• _Data_
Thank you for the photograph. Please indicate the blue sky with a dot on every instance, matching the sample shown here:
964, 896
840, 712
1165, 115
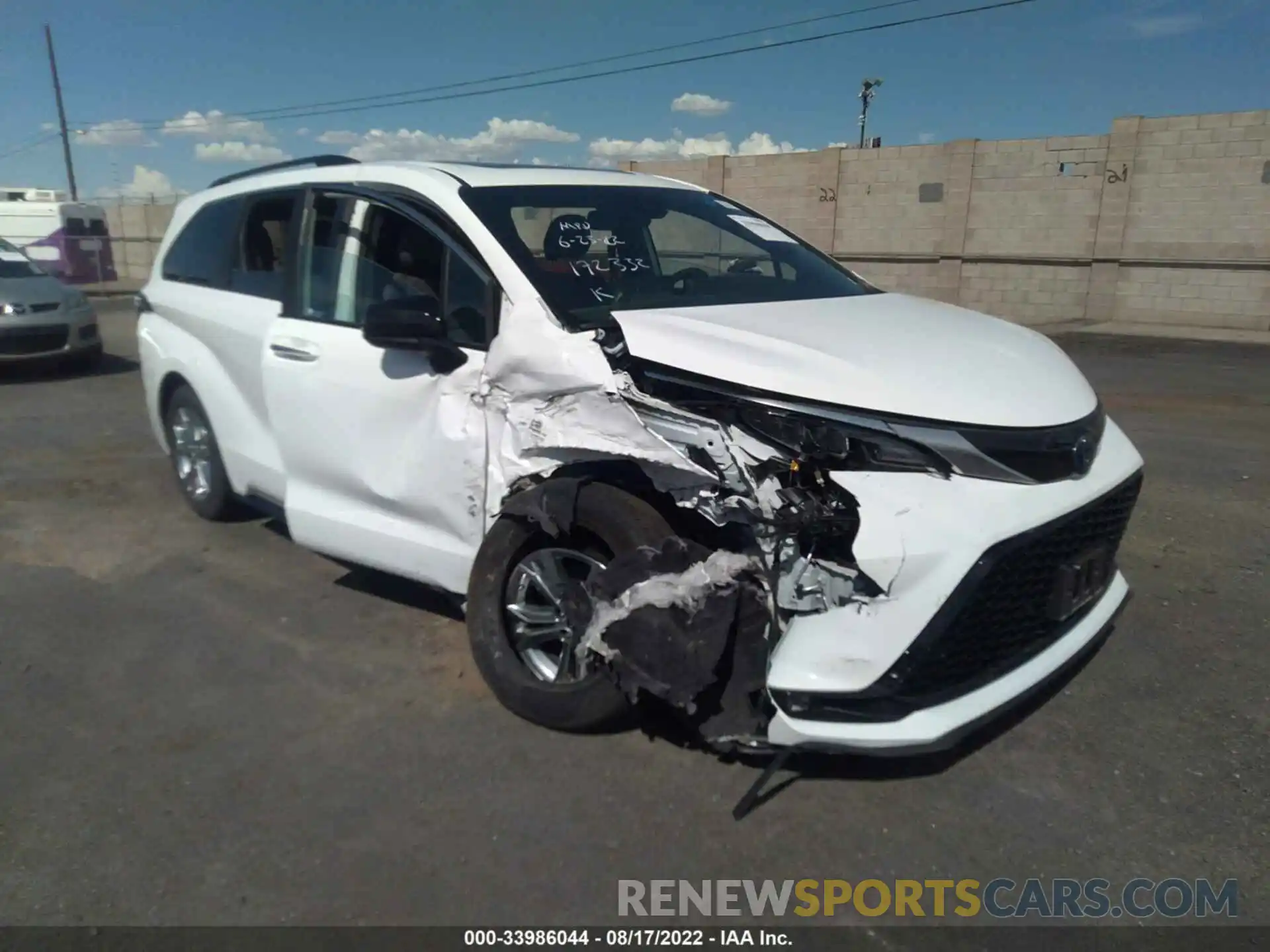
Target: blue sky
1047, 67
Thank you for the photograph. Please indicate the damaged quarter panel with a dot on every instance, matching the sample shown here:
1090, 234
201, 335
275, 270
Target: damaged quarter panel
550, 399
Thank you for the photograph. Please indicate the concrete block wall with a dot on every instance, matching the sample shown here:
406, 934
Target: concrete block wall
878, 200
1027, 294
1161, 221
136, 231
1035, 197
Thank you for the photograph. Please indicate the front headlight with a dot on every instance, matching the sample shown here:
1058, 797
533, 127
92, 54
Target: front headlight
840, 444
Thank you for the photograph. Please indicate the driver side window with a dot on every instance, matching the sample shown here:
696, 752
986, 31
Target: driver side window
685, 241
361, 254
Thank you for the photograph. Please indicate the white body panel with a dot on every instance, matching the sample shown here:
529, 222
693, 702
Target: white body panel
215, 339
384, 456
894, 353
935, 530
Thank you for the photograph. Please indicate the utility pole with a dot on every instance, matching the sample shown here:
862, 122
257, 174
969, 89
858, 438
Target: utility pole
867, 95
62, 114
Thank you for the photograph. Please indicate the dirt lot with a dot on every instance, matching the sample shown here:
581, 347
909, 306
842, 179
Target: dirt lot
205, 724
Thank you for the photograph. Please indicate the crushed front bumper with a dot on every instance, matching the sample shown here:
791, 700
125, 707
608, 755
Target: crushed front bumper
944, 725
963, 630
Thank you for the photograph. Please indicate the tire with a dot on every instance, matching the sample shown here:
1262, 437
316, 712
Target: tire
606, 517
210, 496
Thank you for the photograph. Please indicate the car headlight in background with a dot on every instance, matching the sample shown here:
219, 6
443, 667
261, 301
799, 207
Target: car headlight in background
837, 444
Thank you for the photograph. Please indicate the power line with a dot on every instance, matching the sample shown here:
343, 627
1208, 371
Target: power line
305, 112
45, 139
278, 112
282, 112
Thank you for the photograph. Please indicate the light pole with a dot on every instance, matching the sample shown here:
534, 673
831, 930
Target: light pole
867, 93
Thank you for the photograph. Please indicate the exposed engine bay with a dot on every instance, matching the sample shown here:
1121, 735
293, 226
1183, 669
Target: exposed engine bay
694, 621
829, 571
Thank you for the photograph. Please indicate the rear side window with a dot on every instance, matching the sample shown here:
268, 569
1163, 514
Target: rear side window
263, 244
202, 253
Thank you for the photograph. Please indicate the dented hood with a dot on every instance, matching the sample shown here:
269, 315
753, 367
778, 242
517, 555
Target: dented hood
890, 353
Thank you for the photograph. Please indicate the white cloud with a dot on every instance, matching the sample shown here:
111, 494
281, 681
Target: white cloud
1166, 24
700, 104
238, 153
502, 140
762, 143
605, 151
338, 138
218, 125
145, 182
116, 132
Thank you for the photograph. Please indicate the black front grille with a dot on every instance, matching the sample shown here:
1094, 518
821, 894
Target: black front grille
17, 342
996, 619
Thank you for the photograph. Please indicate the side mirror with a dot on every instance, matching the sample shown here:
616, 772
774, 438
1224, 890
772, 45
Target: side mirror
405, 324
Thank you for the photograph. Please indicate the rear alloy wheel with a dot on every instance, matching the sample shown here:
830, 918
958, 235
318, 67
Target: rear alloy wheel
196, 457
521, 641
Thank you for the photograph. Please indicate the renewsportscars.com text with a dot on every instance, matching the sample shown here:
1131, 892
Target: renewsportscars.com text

• _What is expected_
Images in the data above are to be skipped. Retype all other material exactly.

• _Result_
Thank you for the photograph. Please indicate the blue sky with a dot on every instance, matching the sample shown here:
964, 896
840, 712
1165, 115
Target: blue sky
1047, 67
Thank you for the photograph. Please indicate the damaged quarter panel with a dot on every instance, matching the sample shown here:
1090, 234
201, 335
275, 270
Target: damaged quarter panel
550, 399
Thank you for the photograph. Please indicate the concrete block wall with a dot on every instance, matching the sample shown here:
406, 934
Target: concrete block wall
878, 200
1027, 294
1161, 221
136, 231
1035, 197
Thank you for the photograph. Please indicate the front headlight with a dot on every instance, matching the sample shown here:
1058, 797
533, 127
92, 54
Target: front headlight
840, 444
Thank you for the photograph. Please indicate the driver side window with a dot on every instance, matching the sample shown here:
696, 752
986, 31
Target: driver side window
685, 241
361, 254
Thank you for the photograph. Please indicate the white body panel with a dot on every instance, matching the sample shown here:
529, 222
693, 702
Target: white body panel
215, 339
384, 456
894, 353
935, 530
Thank you for the photograph. Please indicate the utility pole with a dot on every instance, matching the sample shown here:
862, 122
257, 174
969, 89
858, 438
Target: utility pole
867, 95
62, 114
Thank you for the photograph. Please indicate the dirt lot with a dot on every instance, matching the sample shown here:
581, 347
909, 306
842, 179
Target: dirt lot
205, 724
Thank you for the photograph. Please indicate the crushed front bumper with a dot on every instance, matching the sample shown here:
791, 700
125, 707
608, 755
Target: crushed front bumper
944, 725
963, 630
Thank you for the photograph. Please indicate the tire with a dot on every instance, matching the sample shown here:
1262, 437
316, 712
Target: tire
606, 517
210, 496
Thank you for the photograph. Please indicate the car headlight in background with a dot on every instance, matching the sample shown here:
219, 6
443, 667
261, 301
799, 207
Target: car headlight in background
837, 444
Thank you for the photograph. Please indicate the power line with a dot on every instance, matching the sample shown here:
343, 627
1208, 371
Target: power line
305, 112
45, 139
278, 112
282, 112
Thank you for the photograph. Please indicate the light pole with a dot on every instance, matching the sample shown here:
534, 673
831, 930
Target: light pole
867, 93
Thank you for the photograph. Please indicate the exposed engine bay with a dot on every instance, matching the sample shown here:
1121, 735
293, 226
1183, 669
Target: exposed engine bay
694, 621
829, 571
Thank you for the photograph. Please indicate the rear side window with a dot on every instance, matching the sample shown here:
268, 569
1163, 514
Target: rear side window
263, 244
202, 253
Thank you for the photograph. Please indicate the dented hood with a dot on every instance, matching the sample shown here:
269, 315
753, 367
778, 242
517, 555
Target: dented hood
890, 353
Thank you for the photograph. Please indicate the white cloud with a dot on every instance, matching the sample shown here:
111, 494
281, 681
Target: white cloud
1166, 24
700, 104
238, 153
502, 140
762, 143
605, 151
338, 138
218, 125
145, 182
116, 132
Thank you for the photograph. Please indicate the black front grille with a dot on every instance, matching the sample shown here:
1094, 518
821, 894
Target: black front grille
17, 342
996, 619
Thank you for the photograph. Please indicate the side mirror with a dot on every instance, matching the sample shown here:
616, 772
774, 438
1224, 890
772, 45
Target: side mirror
405, 324
Thank you for the photograph. Please indicate the rear alloy wheel with a dot on every instance, matching the sample shown here:
830, 918
958, 235
318, 67
Target: rear alloy wheel
196, 457
521, 641
Thank you for the photograph. Please indicate the renewsportscars.com text with a dot on every instance, matching the sample shown here:
1131, 892
Target: renewsportscars.com text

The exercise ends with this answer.